Entries provided Block Start

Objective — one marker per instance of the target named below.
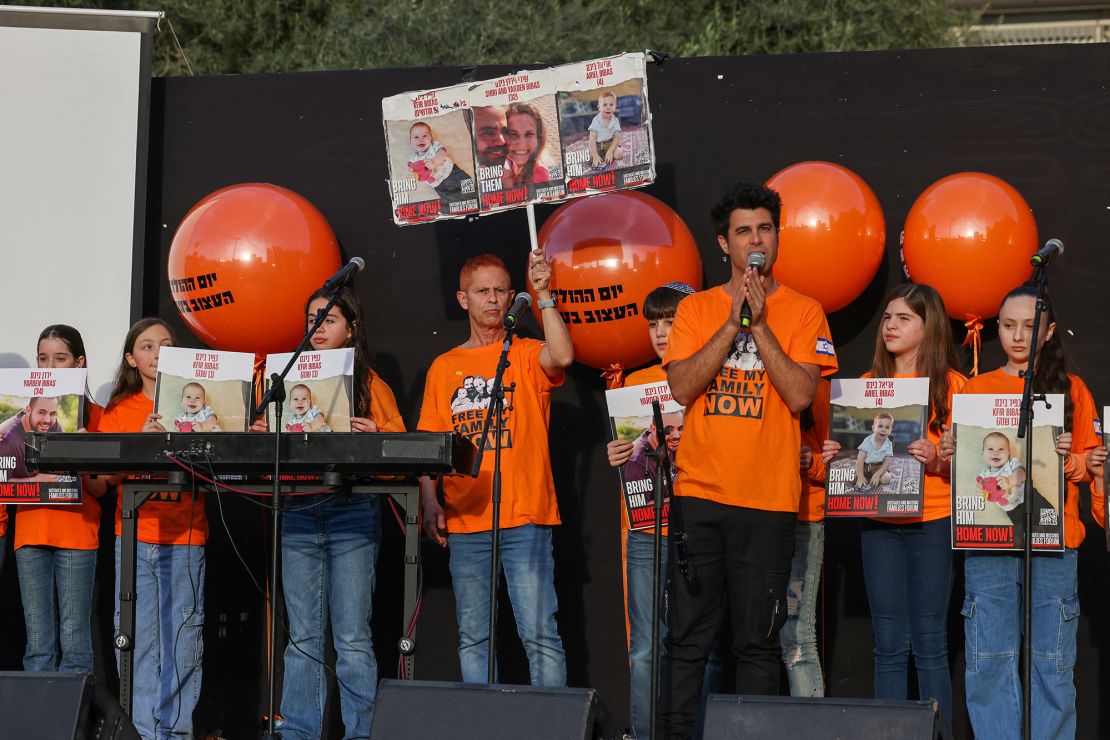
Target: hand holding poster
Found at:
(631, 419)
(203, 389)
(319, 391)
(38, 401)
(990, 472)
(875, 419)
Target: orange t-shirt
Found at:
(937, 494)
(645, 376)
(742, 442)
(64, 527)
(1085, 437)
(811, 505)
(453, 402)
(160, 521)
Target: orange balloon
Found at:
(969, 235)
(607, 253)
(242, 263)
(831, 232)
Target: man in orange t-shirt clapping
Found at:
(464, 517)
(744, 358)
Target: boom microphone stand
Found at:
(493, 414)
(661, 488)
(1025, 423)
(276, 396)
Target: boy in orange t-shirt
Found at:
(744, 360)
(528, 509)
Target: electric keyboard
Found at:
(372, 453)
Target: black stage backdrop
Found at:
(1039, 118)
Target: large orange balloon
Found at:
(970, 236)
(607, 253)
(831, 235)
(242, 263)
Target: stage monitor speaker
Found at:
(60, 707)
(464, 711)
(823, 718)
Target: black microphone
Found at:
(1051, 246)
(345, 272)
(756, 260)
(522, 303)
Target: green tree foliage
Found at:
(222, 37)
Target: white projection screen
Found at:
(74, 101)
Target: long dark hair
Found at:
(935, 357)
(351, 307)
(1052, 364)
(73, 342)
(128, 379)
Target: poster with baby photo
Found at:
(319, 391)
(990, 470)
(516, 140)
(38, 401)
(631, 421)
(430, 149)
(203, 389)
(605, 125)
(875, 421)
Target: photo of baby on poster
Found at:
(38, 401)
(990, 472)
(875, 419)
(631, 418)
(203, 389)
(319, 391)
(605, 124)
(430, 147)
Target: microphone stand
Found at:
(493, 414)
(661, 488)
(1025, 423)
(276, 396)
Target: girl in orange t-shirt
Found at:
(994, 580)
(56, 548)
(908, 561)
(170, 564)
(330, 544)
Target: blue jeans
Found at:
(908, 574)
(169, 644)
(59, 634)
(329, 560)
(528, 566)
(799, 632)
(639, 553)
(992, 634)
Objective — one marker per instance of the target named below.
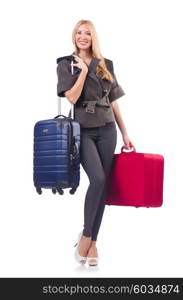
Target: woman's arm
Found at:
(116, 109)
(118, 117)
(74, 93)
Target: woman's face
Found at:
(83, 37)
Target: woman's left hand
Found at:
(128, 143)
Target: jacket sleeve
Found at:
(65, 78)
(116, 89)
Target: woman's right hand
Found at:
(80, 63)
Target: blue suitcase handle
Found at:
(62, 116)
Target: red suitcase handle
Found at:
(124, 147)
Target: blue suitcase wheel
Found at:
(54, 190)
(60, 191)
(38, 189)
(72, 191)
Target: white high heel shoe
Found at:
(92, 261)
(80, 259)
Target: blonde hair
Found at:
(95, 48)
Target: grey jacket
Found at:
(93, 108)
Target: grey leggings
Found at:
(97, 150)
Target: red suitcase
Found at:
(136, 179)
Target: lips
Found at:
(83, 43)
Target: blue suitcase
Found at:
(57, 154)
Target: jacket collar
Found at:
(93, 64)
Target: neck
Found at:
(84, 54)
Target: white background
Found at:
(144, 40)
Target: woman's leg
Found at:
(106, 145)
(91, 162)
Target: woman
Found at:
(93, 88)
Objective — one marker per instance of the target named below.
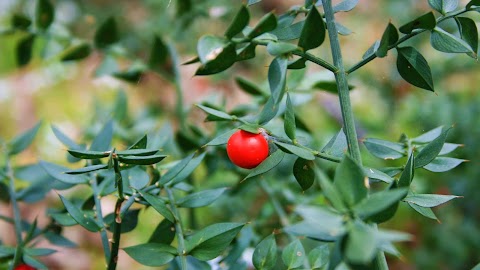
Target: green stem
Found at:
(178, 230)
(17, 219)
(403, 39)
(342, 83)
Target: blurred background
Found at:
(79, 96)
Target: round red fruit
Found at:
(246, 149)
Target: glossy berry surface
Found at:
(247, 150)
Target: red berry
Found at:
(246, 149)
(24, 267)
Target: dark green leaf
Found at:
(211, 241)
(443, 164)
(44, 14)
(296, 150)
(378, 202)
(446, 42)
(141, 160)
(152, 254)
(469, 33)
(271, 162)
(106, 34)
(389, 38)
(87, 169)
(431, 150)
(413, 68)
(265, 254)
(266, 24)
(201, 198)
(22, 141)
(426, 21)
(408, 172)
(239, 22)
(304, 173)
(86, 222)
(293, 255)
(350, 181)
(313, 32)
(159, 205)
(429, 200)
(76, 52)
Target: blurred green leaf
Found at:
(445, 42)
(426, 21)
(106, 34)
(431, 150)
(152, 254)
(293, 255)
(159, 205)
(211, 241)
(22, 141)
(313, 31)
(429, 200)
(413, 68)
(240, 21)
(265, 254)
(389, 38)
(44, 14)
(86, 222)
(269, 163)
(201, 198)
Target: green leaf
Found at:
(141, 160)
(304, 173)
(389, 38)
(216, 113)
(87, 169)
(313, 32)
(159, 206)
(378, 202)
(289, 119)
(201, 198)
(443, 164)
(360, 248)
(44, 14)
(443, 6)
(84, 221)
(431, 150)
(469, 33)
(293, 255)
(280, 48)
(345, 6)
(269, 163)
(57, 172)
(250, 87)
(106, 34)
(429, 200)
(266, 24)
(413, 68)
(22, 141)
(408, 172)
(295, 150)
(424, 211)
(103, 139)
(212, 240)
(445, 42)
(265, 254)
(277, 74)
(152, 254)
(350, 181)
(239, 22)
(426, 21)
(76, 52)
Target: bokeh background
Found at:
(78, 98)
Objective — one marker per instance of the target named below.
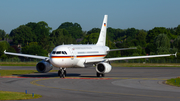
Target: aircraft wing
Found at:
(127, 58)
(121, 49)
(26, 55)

Entries provided Block End

Work order:
Write every record out again exactly as written. Pictures don't belong in the copy.

Finished task:
Objective — one marker per instance of the target named below.
Target: hand holding poster
Found at:
(631, 419)
(203, 389)
(319, 391)
(38, 401)
(990, 472)
(875, 419)
Target: orange t-shirt
Found at:
(937, 494)
(645, 376)
(742, 442)
(64, 527)
(1085, 437)
(811, 505)
(453, 402)
(160, 521)
Target: orange balloon
Found at:
(969, 235)
(607, 253)
(242, 263)
(831, 232)
Target: man in orange t-shirt clapping
Found at:
(464, 517)
(744, 358)
Target: boom microphone stand
Found at:
(493, 414)
(661, 488)
(1025, 423)
(276, 396)
Target: boy in orange t-shirt
Found at:
(744, 360)
(528, 509)
Target: electric keyboard
Found at:
(372, 453)
Target: black stage backdrop
Found at:
(1039, 118)
Target: large orange balloon
Found at:
(970, 236)
(607, 253)
(831, 235)
(242, 263)
Target: stage monitor speaker
Found at:
(60, 707)
(464, 711)
(823, 718)
Target: black microphone
Found at:
(1051, 246)
(345, 272)
(756, 260)
(522, 303)
Target: green tree foliage
Found at:
(222, 37)
Target: white projection screen
Found at:
(74, 101)
Target: long dark hair
Found at:
(935, 357)
(351, 307)
(1052, 364)
(73, 342)
(128, 379)
Target: poster with baby photo
Found at:
(319, 391)
(990, 470)
(516, 140)
(38, 401)
(631, 421)
(430, 149)
(203, 389)
(605, 125)
(875, 421)
Target: photo of baby on poster
Found at:
(38, 401)
(990, 472)
(875, 419)
(631, 418)
(203, 389)
(319, 391)
(605, 124)
(430, 147)
Target: microphone stand
Found at:
(493, 414)
(661, 488)
(1025, 423)
(276, 396)
Target: girl in orange t-shirt
Found at:
(994, 580)
(56, 548)
(908, 561)
(170, 564)
(330, 544)
Target: blue jeans
Found at:
(908, 574)
(169, 644)
(59, 634)
(329, 560)
(528, 566)
(799, 632)
(639, 553)
(992, 634)
Objective — one marker per instance of the target named below.
Target: woman's arm
Found at:
(116, 109)
(118, 117)
(74, 93)
Target: woman's face
Found at:
(83, 37)
Target: woman's left hand
Found at:
(128, 143)
Target: jacket sleeve
Found at:
(65, 78)
(116, 89)
Target: woman's right hand
Found at:
(80, 63)
Target: blue suitcase handle
Found at:
(62, 116)
Target: red suitcase handle
Found at:
(124, 147)
Target: blue suitcase wheel
Found at:
(54, 190)
(60, 191)
(38, 189)
(72, 191)
Target: white high heel shoe
Found at:
(92, 261)
(80, 259)
Target: blonde hair
Found at:
(95, 48)
Target: grey jacket
Found at:
(93, 108)
Target: grey leggings
Found at:
(97, 150)
Target: red suitcase
Found at:
(136, 179)
Target: lips
Found at:
(83, 43)
Target: blue suitcase
Found at:
(57, 154)
Target: jacket collar
Found at:
(93, 64)
Target: neck
Found at:
(84, 54)
Target: white background
Found at:
(144, 40)
Target: woman's leg
Found at:
(106, 145)
(91, 162)
Target: woman
Found at:
(93, 88)
Objective — one marker per instance of the target named below.
Target: green stem
Found at:
(178, 230)
(17, 219)
(403, 39)
(342, 83)
Target: blurred background
Found at:
(79, 96)
Target: round red fruit
Found at:
(246, 149)
Target: glossy berry surface
Found at:
(247, 150)
Target: red berry
Found at:
(246, 149)
(24, 267)
Target: dark green leaf
Found at:
(211, 241)
(443, 164)
(44, 14)
(296, 150)
(378, 202)
(446, 42)
(141, 160)
(152, 254)
(469, 33)
(271, 162)
(106, 34)
(389, 38)
(87, 169)
(431, 150)
(413, 68)
(265, 254)
(266, 24)
(201, 198)
(22, 141)
(426, 21)
(408, 172)
(239, 22)
(304, 173)
(86, 222)
(293, 255)
(350, 181)
(313, 32)
(159, 205)
(429, 200)
(76, 52)
Target: blurred green leaf
Found at:
(445, 42)
(426, 21)
(106, 34)
(431, 150)
(152, 254)
(293, 255)
(159, 205)
(211, 241)
(22, 141)
(313, 31)
(429, 200)
(413, 68)
(240, 21)
(265, 254)
(389, 38)
(44, 14)
(86, 222)
(269, 163)
(201, 198)
Target: green leaf
Found at:
(141, 160)
(304, 173)
(389, 38)
(216, 113)
(87, 169)
(313, 32)
(159, 206)
(378, 202)
(289, 119)
(201, 198)
(443, 164)
(360, 248)
(44, 14)
(443, 6)
(84, 221)
(431, 150)
(469, 33)
(293, 255)
(280, 48)
(345, 6)
(269, 163)
(57, 172)
(250, 87)
(106, 34)
(429, 200)
(266, 24)
(413, 68)
(22, 141)
(408, 172)
(295, 150)
(424, 211)
(103, 139)
(212, 240)
(445, 42)
(265, 254)
(277, 74)
(152, 254)
(350, 181)
(239, 22)
(426, 21)
(76, 52)
Target: bokeh background
Found at:
(78, 98)
Objective — one marker per instance of the target named below.
Target: aircraft wing
Found at:
(127, 58)
(121, 49)
(26, 55)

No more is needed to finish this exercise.